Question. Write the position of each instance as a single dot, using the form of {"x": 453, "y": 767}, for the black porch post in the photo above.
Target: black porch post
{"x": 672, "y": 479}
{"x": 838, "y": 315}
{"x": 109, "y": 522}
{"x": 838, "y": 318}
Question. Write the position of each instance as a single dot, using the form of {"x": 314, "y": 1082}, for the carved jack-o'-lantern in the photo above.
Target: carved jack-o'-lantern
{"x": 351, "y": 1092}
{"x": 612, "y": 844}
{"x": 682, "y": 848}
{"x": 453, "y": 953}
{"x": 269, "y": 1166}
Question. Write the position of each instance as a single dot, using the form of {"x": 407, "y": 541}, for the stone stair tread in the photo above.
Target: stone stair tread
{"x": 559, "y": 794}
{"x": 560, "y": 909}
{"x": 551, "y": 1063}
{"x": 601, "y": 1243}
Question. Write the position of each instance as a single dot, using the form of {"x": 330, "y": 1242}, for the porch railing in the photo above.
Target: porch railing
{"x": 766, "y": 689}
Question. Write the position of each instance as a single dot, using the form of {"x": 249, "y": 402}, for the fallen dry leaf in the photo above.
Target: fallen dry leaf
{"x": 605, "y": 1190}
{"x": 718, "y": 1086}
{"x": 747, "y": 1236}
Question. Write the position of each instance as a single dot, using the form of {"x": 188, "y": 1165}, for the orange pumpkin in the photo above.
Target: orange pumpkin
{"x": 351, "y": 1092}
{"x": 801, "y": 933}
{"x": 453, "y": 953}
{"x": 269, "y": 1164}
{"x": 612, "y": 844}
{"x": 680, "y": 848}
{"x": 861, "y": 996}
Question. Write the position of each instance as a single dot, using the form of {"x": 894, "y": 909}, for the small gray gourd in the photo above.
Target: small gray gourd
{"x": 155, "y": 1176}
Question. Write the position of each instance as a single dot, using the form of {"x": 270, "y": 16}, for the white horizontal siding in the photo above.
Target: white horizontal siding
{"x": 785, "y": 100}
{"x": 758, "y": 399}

WRITTEN PROBLEM:
Copy, unchanged, every line of the items from the one containing "leaf in the photo above." through the final line of the items, including both of those lines.

TASK OUTPUT:
Question. Write the position of each instance as a single dot, using the form of {"x": 249, "y": 402}, for the fallen dry leaf in the photo above.
Target: fallen dry leaf
{"x": 605, "y": 1190}
{"x": 718, "y": 1086}
{"x": 747, "y": 1236}
Question. Write the position of each instance as a single dot, using the form of {"x": 188, "y": 1165}, for the orange pumpkin in the photo above.
Target: orange pumpkin
{"x": 351, "y": 1092}
{"x": 801, "y": 933}
{"x": 453, "y": 953}
{"x": 269, "y": 1164}
{"x": 612, "y": 844}
{"x": 680, "y": 848}
{"x": 861, "y": 996}
Question. Write the position of each instance as a single dot, using the form of {"x": 894, "y": 909}, for the small gray gourd in the photo above.
Target: small gray gourd
{"x": 155, "y": 1176}
Question. Write the position of each instance as a single dot, using the form of {"x": 270, "y": 16}, for the white horizontal siding in the photo above.
Target: white horizontal siding
{"x": 785, "y": 100}
{"x": 758, "y": 399}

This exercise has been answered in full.